▶ _PROVIDED PASSAGE_
- Consumer confidence increases to 102.9 (+0.6) in second month of gains
- Outlook for business activity shows the largest improvement at 118 (+2.2)
- Job security expectations regress (-0.7) as unemployment continues to rise
- Home value index slips (-0.5) as Brexit and end of stamp duty break loom
- Households feel more confident about their personal finances than last month (+1.9)
Consumer confidence figures have slowly improved in the latest analysis from YouGov and the Centre for Economics and Business Research (Cebr), with business activity and household finances pushing the measure further into positive territory. Please note that the fieldwork for this month’s edition was carried out from 1-18 December before the announcement of the new strain of coronavirus and subsequent tightening of restrictions.
Any score above 100 means more consumers are confident than not, with December’s figures at 102.9 – the highest since February. The measure is up 0.6 on last month.
YouGov collects consumer confidence data every day, conducting over 6,000 interviews a month. Respondents answer questions about household finances, property prices, job security and business activity, both over the past 30 days and looking ahead to the next 12 months.
Outlook for business activity showed the strongest improvement among the eight metrics which are used to determine how confident consumers are. It improved by 2.2 points in December, bringing it to 118. The measure asks workers if they think activity at their workplace will increase or decrease in the next twelve months. These latest figures are the highest since November 2018 (118.6).
While this could be a reflection that many businesses are quieter than usual due to COVID restrictions, more enterprises than not also saw an uptick in activity in the last 30 days. The retrospective business activity index is now at 103.9, up 2 points since last month. But with the government ramping up coronavirus restrictions, the rest of December may be less positive.
The index also shows that a greater number of households say their finances improved in the past 30 days compared with the previous period, prompting a 1.9 increase in the metric. But at 90.8, more Britons than not still say they’re becoming worse off.

▶ _PROVIDED MATERIAL_
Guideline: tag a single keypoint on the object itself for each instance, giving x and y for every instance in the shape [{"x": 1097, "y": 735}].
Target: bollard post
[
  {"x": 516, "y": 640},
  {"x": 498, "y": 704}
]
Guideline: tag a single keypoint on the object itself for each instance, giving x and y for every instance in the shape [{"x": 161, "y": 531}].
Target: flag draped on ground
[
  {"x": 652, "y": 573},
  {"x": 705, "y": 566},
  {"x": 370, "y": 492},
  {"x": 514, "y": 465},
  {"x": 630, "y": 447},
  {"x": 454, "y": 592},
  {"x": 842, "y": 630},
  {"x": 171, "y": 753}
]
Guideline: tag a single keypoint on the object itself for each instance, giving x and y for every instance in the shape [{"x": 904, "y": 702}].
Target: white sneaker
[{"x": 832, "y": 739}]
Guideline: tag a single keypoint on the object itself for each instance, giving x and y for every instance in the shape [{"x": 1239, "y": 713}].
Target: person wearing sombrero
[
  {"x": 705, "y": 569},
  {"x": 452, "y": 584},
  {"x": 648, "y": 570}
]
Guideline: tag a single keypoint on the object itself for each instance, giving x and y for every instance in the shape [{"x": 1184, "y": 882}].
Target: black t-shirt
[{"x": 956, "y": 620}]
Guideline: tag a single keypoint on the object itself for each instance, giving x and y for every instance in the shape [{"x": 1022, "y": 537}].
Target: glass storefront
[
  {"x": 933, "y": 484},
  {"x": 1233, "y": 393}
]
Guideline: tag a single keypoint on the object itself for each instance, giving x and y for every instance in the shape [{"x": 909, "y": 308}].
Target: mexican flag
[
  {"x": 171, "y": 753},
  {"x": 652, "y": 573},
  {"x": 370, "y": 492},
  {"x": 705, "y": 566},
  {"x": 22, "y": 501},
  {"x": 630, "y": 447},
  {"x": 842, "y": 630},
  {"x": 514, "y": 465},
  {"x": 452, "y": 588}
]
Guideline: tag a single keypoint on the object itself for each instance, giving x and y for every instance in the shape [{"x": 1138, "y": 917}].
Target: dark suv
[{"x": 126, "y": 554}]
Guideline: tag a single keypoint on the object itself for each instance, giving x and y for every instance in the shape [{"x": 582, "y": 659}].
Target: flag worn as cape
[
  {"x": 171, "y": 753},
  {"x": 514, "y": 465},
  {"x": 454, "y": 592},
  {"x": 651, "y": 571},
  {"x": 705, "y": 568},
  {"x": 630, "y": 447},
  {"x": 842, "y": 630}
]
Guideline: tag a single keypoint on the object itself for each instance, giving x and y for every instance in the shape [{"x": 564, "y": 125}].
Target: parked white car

▶ _TASK INSTRUCTIONS_
Resume the UK consumer confidence report after its last sentence, continuing in the same style.

▶ _TASK RESULT_
The outlook for household finances in the next 12 months remains gloomy at 92.1, but it has increased by 1.0 points since November. This means slightly more people now say their situation will improve over the next year.
Elsewhere, homeowners are increasingly worrying that their properties are declining in value. The home value index for the past 30 days shows a 0.5 drop, although at 108.8 it is still firmly in the green. The housing market has so far managed to remain unscathed by the pandemic, fuelled by the stamp duty cut which will end in April 2020.
Outlook among homeowners also took a hit in December and fell by 0.6 points. But more Britons who own property still believe the value will continue to increase rather than decrease over the next year, at 111.2.
Workers’ expectations for job security in 2021 fell by 0.7 points in the December figures, down from 111.5 last month. While the measure shows that the majority of workers believe they’re unlikely to lose their job in the next year, the sentiment for the preceding 30 days is much more doubtful. The retrospective job security index fell by 0.2 points to 87.1, meaning a greater number of workers believe their employment became less secure in the past month. Recent ONS figures similarly show that redundancies are at a record high.
The research also shows that approaching a quarter of Britons (23%) believe the economy will grow in the next year, while 77% expect it to contract.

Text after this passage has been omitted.